:: Questions on the material ::
a – Transcribe, word for word, the part of the book description that opens with the words containing "Books and the" and closes with "understand our world.".
b – Using the book description, answer these questions:
(i) For how many years did Luey direct the Scholarly Publishing Program at Arizona State University?
(ii) What does Luey discuss in the brief afterword?
(iii) Which edition is Handbook for Academic Authors now in?
c – Render this sentence from the book description in Spanish: "This is the first book to use surveys and online reader responses to study nonfiction reading."

(Text)

Books and the Popularization of Knowledge

University of Massachusetts Press
Over the past fifty years, knowledge of the natural world, history, and human behavior has expanded dramatically. What has been learned in the academy has become part of political discourse, sermons, and everyday conversation. The dominant medium for transferring knowledge from universities to the public is popularization—books of serious nonfiction that make complex ideas and information accessible to nonexperts. Such writers as Carl Sagan, Stephen Jay Gould, Stephen Hawking, Daniel Boorstin, and Robert Coles have attracted hundreds of thousands of readers. As fields such as biology, physics, history, and psychology have changed the ways we view ourselves and our place in the universe, popularization has played an essential role in helping us to understand our world.
Expanding the American Mind begins by comparing fiction and nonfiction—their relative respectability in the eyes of reading experts and in the opinions of readers themselves. It then traces the roots of popularization from the Middle Ages to the present, examining changes in literacy, education, and university politics. Focusing on the period since World War II, it examines the ways that curricular reform has increased interest in popularization as well as the impact of specialization and professionalization among the faculty. It looks at the motivations of academic authors and the risks and rewards that come from writing for a popular audience. It also explains how experts write for nonexperts—the rhetorical devices they use and the voices in which they communicate.
Beth Luey also looks at the readers of popularizations—their motivations for reading, the ways they evaluate nonfiction, and how they choose what to read. This is the first book to use surveys and online reader responses to study nonfiction reading. It also compares the experience of reading serious nonfiction with that of reading other genres.
Using publishers' archives and editor-author correspondence, Luey goes on to examine what editors, designers, and marketers in this very competitive business do to create and sell popularizations to the largest audience possible. In a brief afterword she discusses popularization and the Web. The result is a highly readable and engaging survey of this distinctive genre of writing.
Luey, who directed the Scholarly Publishing Program at Arizona State University for more than 25 years, is known for her Handbook for Academic Authors, now in its fifth edition. Her new book is a hybrid of sorts. It beings on a tour of the history of nonfiction and popularization and moves to what could almost be a primer for academics wishing to write with clarity, grip, and non-condescension. Further elements include fun snippets that document the crucial role of editors as they alternately pet and cajole authors in search of lucidity.'—Chronicle of Higher Education
'Luey writes lucidly and perceptively, and her book is replete with insights and historical knowledge. . . . Highly recommended.'—Choice
'Expanding the American Mind is a fine and fascinating study of popularization. . . . Luey is a formidably knowledgeable scholar and, one sees also in these pages, a wise one. . . . General readers will reflect along with Luey on the remarkable—and remarkably recent—changes in the dissemination of books to many Americans.'—Publishing Research Quarterly
'Luey has written a spirited and generous defense of modern reading habits and, in partiular, a well-thought-out and sensible discussion of the meaning and implications of popularization.'—The Historian
'A seminal work of impeccable scholarship and a very highly recommended addition to both academic and community library collections.'—The Midwest Book Review
Beth Luey is author of Handbook for Academic Authors and editor of Revising Your Dissertation: Advice from Leading Editors. For more than twenty-five years, she directed the Scholarly Publishing Program at Arizona State University.

(End Text)
(Entries shown)

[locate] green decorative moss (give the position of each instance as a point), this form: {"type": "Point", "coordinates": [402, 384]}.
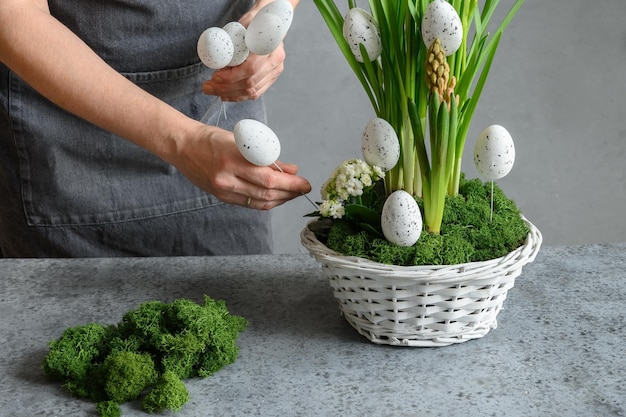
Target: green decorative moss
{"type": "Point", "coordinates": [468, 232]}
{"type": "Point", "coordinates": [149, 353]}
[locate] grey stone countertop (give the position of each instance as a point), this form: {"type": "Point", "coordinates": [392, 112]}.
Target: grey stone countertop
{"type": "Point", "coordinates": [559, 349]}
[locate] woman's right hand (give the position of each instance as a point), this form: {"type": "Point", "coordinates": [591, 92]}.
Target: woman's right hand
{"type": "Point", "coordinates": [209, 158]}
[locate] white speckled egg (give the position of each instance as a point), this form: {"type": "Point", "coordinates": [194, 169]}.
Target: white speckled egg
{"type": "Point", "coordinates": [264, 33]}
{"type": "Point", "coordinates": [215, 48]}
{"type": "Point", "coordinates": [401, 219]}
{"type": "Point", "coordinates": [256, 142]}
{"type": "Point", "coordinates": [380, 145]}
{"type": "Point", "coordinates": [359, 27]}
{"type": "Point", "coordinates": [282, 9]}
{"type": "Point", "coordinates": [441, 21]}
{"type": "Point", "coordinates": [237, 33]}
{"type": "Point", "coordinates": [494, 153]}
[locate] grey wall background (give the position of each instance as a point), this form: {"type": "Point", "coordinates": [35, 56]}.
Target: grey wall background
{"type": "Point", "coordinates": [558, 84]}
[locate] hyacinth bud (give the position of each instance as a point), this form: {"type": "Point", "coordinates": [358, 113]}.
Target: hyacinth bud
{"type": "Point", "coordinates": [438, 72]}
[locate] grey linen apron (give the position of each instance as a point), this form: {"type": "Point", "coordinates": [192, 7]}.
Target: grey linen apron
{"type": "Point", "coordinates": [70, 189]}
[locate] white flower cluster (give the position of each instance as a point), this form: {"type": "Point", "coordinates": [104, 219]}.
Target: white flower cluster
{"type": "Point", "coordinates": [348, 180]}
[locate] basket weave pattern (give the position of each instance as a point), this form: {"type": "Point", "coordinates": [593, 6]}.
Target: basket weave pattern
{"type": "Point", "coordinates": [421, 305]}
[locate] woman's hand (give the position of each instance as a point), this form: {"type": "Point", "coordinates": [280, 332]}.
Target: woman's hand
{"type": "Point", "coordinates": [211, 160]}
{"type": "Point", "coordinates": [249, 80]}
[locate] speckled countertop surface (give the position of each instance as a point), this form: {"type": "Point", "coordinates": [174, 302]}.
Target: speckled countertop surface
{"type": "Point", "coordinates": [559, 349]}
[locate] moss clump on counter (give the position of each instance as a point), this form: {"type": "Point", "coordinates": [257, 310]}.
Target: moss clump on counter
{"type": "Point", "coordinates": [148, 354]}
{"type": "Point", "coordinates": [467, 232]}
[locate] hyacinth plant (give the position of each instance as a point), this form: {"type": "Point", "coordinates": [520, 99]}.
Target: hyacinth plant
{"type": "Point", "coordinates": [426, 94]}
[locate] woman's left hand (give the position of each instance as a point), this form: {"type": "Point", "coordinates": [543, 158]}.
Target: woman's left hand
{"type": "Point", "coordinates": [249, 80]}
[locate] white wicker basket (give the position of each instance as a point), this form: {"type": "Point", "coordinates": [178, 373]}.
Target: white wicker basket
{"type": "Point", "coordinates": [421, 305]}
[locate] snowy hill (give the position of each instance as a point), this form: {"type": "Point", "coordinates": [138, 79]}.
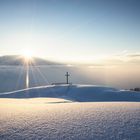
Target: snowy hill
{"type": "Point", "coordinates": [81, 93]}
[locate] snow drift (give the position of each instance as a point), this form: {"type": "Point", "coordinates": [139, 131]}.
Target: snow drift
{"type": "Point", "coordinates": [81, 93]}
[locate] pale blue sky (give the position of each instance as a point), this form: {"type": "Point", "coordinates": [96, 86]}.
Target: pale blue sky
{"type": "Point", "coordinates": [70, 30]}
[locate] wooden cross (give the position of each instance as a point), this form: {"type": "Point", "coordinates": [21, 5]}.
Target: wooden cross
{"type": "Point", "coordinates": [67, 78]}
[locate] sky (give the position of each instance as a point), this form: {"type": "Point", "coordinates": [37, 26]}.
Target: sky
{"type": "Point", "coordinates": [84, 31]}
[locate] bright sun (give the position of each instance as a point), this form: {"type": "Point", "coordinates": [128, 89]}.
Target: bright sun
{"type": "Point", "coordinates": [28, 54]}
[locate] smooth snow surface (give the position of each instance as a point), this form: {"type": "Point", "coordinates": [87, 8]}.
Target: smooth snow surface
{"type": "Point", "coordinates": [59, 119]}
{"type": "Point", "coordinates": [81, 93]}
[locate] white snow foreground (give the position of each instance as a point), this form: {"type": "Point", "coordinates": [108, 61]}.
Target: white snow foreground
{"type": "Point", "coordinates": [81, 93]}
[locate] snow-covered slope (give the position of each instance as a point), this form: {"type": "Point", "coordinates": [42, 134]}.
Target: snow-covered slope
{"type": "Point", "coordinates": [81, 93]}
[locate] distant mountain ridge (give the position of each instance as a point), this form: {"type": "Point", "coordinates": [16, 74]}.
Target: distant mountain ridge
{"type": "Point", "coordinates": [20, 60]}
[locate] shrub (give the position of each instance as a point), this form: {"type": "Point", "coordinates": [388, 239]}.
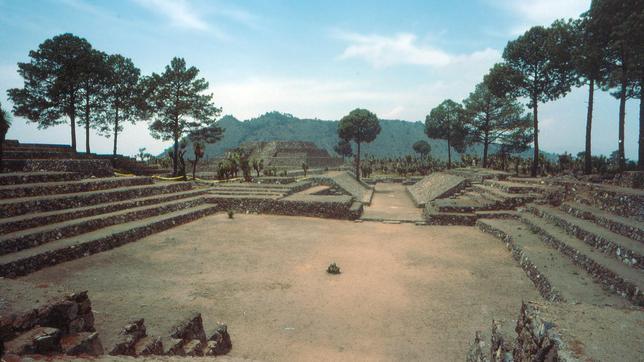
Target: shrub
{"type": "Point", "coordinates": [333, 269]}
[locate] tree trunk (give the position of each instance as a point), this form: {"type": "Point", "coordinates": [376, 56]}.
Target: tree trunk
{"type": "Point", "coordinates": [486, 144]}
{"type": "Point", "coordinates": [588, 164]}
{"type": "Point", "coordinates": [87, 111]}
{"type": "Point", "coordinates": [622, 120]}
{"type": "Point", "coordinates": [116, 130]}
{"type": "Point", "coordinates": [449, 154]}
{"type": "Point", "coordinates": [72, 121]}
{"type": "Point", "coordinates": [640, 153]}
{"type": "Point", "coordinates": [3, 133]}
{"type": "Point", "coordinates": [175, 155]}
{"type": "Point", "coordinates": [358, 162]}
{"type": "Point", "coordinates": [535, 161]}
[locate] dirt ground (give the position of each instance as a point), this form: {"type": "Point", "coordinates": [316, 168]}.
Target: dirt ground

(End Entries shown)

:: Answers given ::
a –
Books and the Popularization of Knowledge

University of Massachusetts Press
Over the past fifty years, knowledge of the natural world, history, and human behavior has expanded dramatically. What has been learned in the academy has become part of political discourse, sermons, and everyday conversation. The dominant medium for transferring knowledge from universities to the public is popularization—books of serious nonfiction that make complex ideas and information accessible to nonexperts. Such writers as Carl Sagan, Stephen Jay Gould, Stephen Hawking, Daniel Boorstin, and Robert Coles have attracted hundreds of thousands of readers. As fields such as biology, physics, history, and psychology have changed the ways we view ourselves and our place in the universe, popularization has played an essential role in helping us to understand our world.

b –
(i) More than twenty-five years
(ii) Popularization and the Web
(iii) The fifth edition

c – Este es el primer libro que utiliza encuestas y respuestas de lectores en línea para estudiar la lectura de no ficción.